An unchanged copy of every record below, without pictures, is the goal.

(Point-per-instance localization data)
________

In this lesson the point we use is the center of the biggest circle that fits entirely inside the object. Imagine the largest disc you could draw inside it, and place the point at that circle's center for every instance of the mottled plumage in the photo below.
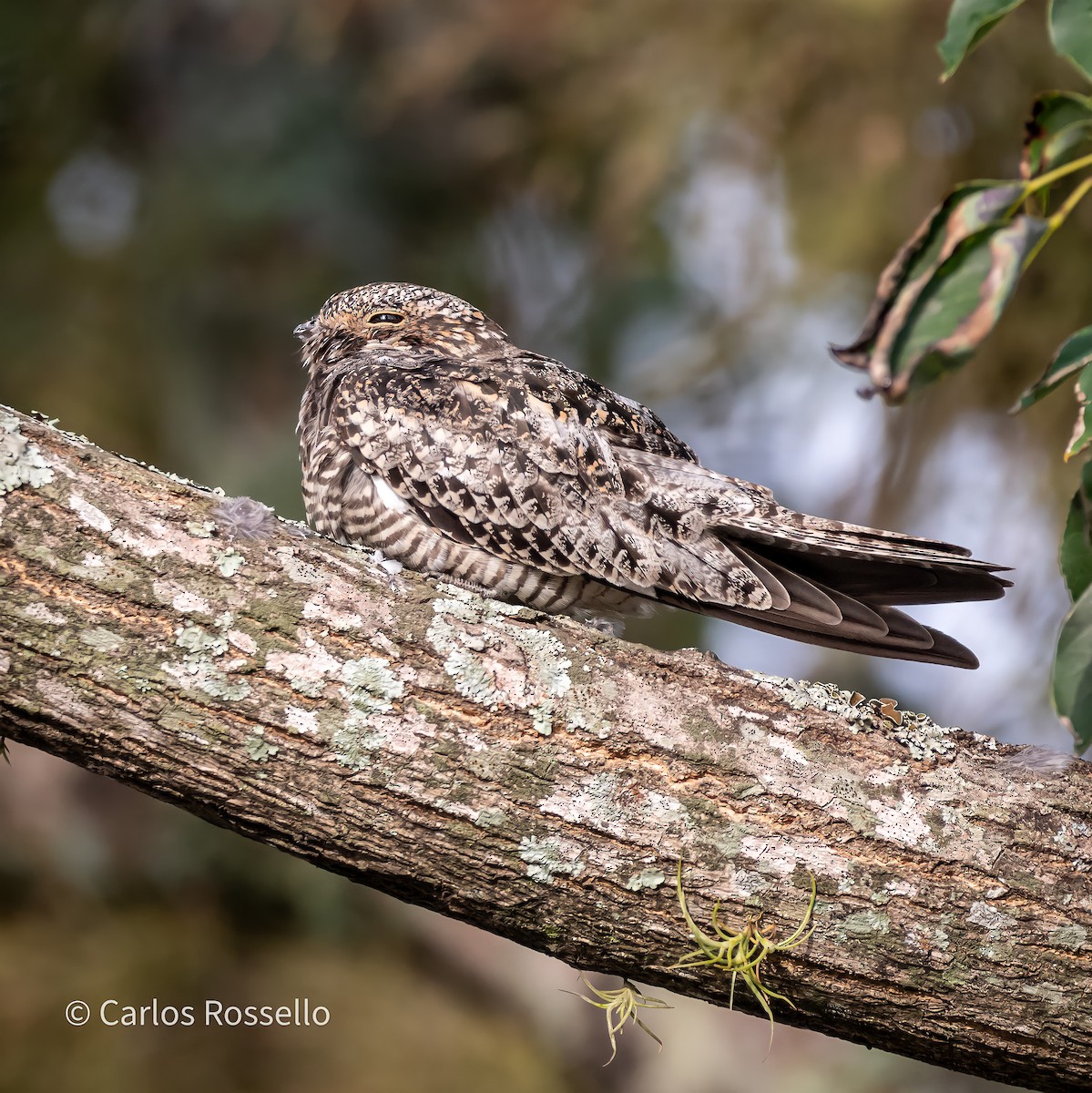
(425, 433)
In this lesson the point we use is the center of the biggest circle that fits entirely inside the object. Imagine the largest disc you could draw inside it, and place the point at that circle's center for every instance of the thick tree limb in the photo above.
(540, 780)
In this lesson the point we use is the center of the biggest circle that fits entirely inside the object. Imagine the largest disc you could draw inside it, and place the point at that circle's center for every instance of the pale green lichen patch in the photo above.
(648, 878)
(102, 639)
(903, 822)
(21, 463)
(990, 918)
(370, 687)
(229, 562)
(300, 720)
(1071, 935)
(199, 668)
(613, 804)
(39, 612)
(306, 672)
(917, 732)
(258, 748)
(863, 924)
(495, 660)
(547, 857)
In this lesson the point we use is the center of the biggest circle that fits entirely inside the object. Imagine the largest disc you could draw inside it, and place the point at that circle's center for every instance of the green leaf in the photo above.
(968, 22)
(960, 305)
(1074, 355)
(1082, 431)
(1072, 671)
(1070, 23)
(1059, 130)
(945, 289)
(968, 209)
(1076, 553)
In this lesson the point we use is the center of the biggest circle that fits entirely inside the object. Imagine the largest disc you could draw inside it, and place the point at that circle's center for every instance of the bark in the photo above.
(540, 780)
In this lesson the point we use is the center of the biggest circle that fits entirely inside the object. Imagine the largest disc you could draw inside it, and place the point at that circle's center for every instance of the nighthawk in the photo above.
(426, 434)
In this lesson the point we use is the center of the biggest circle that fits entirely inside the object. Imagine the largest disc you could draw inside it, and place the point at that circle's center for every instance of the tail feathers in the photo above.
(835, 617)
(941, 649)
(895, 580)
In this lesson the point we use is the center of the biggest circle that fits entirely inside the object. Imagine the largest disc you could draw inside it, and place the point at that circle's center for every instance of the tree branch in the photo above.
(540, 780)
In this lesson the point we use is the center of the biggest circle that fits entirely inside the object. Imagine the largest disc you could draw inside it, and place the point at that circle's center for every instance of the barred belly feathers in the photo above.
(426, 434)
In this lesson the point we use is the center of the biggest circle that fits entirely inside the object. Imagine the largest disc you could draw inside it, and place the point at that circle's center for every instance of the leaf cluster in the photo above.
(949, 284)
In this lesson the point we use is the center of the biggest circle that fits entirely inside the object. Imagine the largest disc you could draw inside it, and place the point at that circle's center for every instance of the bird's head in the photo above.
(397, 315)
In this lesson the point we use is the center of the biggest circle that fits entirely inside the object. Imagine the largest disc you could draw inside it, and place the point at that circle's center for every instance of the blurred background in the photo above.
(688, 200)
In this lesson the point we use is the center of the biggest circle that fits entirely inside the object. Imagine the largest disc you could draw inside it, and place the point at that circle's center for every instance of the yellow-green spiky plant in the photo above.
(621, 1006)
(741, 954)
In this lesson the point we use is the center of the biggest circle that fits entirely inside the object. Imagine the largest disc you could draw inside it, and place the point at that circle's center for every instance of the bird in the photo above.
(427, 435)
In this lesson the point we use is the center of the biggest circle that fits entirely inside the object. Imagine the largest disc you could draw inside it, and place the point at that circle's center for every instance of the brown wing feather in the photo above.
(538, 465)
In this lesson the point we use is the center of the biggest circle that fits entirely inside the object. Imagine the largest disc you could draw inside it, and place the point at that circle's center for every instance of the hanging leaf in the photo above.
(944, 291)
(968, 22)
(1072, 671)
(1070, 23)
(1071, 359)
(1059, 130)
(1082, 431)
(1076, 555)
(970, 208)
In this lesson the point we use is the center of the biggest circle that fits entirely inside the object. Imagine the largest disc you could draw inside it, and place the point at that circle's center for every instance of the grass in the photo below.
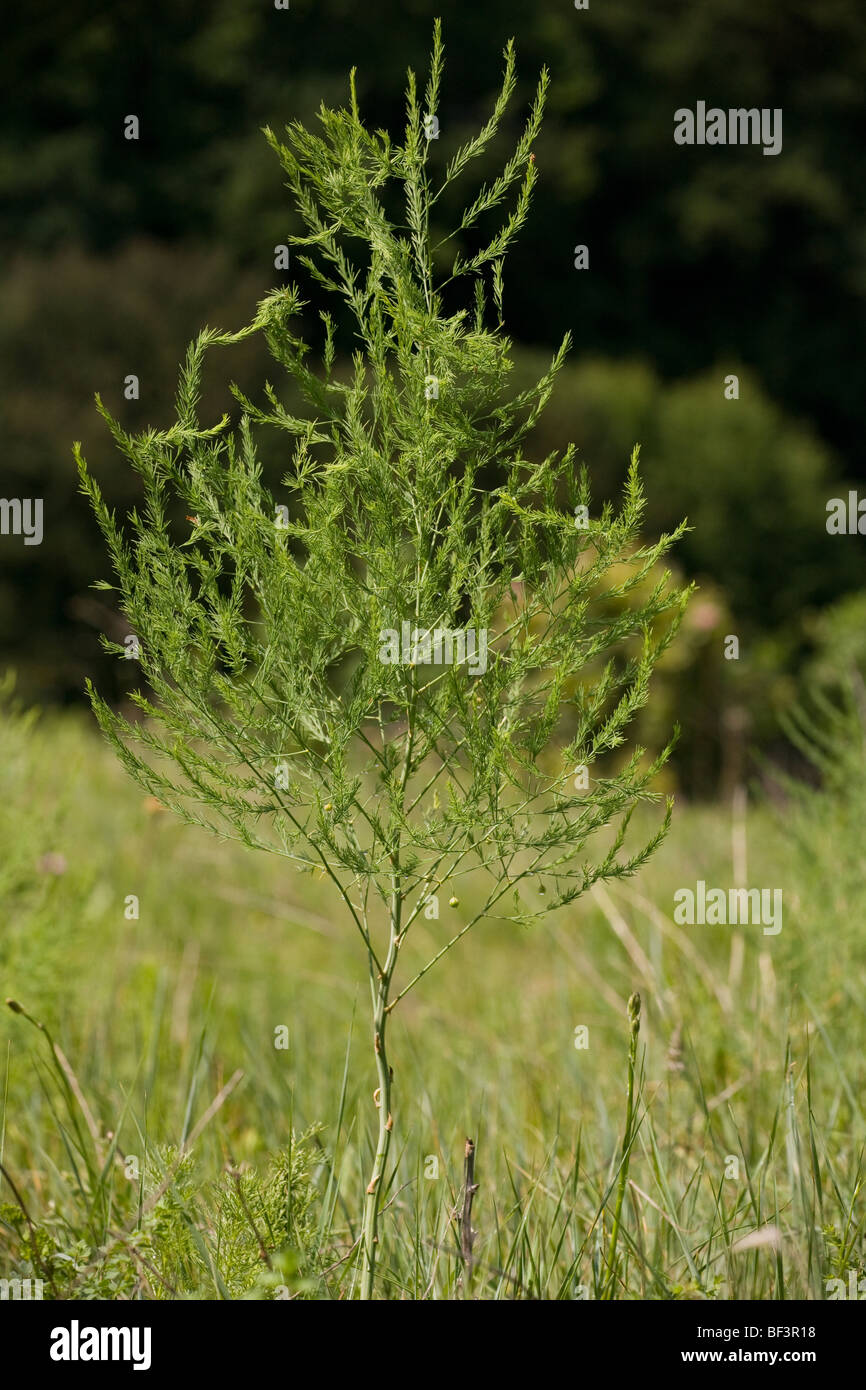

________

Exercise output |
In this lesson the point we use is the center of the biggest circle that fits entirely inside the object. Imagine the largest disc you could draw inside it, and place the point at that circle's center for every instance of the mottled plumage in the photo below.
(425, 433)
In this lesson the point we use is the center of the biggest circle that fits entirely inside the object. Imagine the largest disc you could draw inside it, and place the point at that circle's center for every instance of the thick tree limb in the photo above.
(540, 780)
In this lesson the point we use is the center of the biggest circle that fits entirely inside the object. Imagine the largest disc you could draw inside it, and place the point at that circle's center for every instance of the pale green lichen patch in the photo above.
(648, 878)
(102, 639)
(903, 822)
(21, 463)
(990, 918)
(370, 687)
(229, 562)
(300, 720)
(1071, 935)
(199, 668)
(613, 804)
(39, 612)
(306, 672)
(917, 732)
(258, 748)
(863, 924)
(495, 660)
(547, 857)
In this lesson the point we use is the center of the biggest circle that fits entirely inside the object. Imagine the largest disc you could draw inside it, and place the point at that circle's center for every instance of the green leaf in the photo above.
(968, 22)
(960, 305)
(1074, 355)
(1082, 431)
(1072, 671)
(1070, 23)
(1059, 130)
(945, 289)
(968, 209)
(1076, 553)
In this lesson the point we use is the center of the biggest circle that fits entirely inside the object. Imagine the largest disc you could draw inside it, and place the point at that circle's center for every instance of the bark in the photo above.
(540, 780)
In this lesson the point we use is the center of the biggest circle that fits entirely inside the object. Imagine the largest disc you could draw inside it, and place the point at that circle's center for every instance of the nighthawk in the photo above.
(426, 434)
In this lesson the point we use is the center of the biggest circle that fits entirely inside the object. Imagine the largest disc you could draw inside it, and place the point at that circle's center for every instance of the tail feathers in the photo above.
(835, 617)
(941, 649)
(895, 580)
In this lesson the point we use is the center of the biggest circle that fits entirely inside the object. Imagine the largest disc you could draw inside it, and place the point at that circle's center for every instance of the tree branch in the photo above.
(540, 780)
In this lesson the point we use is the center of the biggest circle that fits entirely inside the object. Imagine the largest disc you could draw inside it, and place the point at that circle's center for every instance of the barred belly feathers in the photo above.
(426, 434)
In this lesson the point we use is the center of the biggest circle that fits entirely inside the object. Imagine the largest disc you could draw inside it, and place the point at that circle's center for every instance of the leaf cluster in the photo above.
(949, 284)
In this lesson the point we use is the center of the biggest circle that fits entirely inside the object. Imagine the largest disc you could draw inside it, and place the point at that circle's center for every instance of the bird's head in the photo above.
(397, 315)
In this lesson the point we use is the center of the biggest circle that fits entirely inside the object. Imagine the largest disc you could draw inside it, and place the point at that circle's center for every instance of the blurred background in the photo above.
(688, 200)
In this lesson the point we use is the center of the biggest circle that fits entirely inside the object. Imagine the largest disc you could draw inside it, and place the point at that circle's center for every instance of the yellow-green spiky plant in the photo above.
(621, 1006)
(741, 954)
In this lesson the point we use is the center of the biggest circle that fits entirely inside the object. Imagine the largest disc you could draw inside it, and place the point at that circle's center for every instance of the bird in the photo above.
(427, 435)
In this lesson the point we use is the center of the biggest circle that fits entirely inside the object. Imagine the largest disc you could draw inside it, and place the point at that circle's center for every instance of the brown wing feather in the photo above.
(538, 465)
In this lesson the point we use is the center of the biggest circle that fits entirely inside the object. Imagine the largest disc you could draw inside it, and place the point at that circle's center for every instance of the hanging leaf in the photo above.
(944, 291)
(968, 22)
(1072, 671)
(1070, 23)
(1071, 359)
(1059, 130)
(1082, 431)
(1076, 555)
(970, 208)
In this lesson the point we use is the center of the biggest circle that fits entirely inside the object. Imagine the largest disc you could draw inside it, and place the point at that circle's center for every instance of the grass in the photo below.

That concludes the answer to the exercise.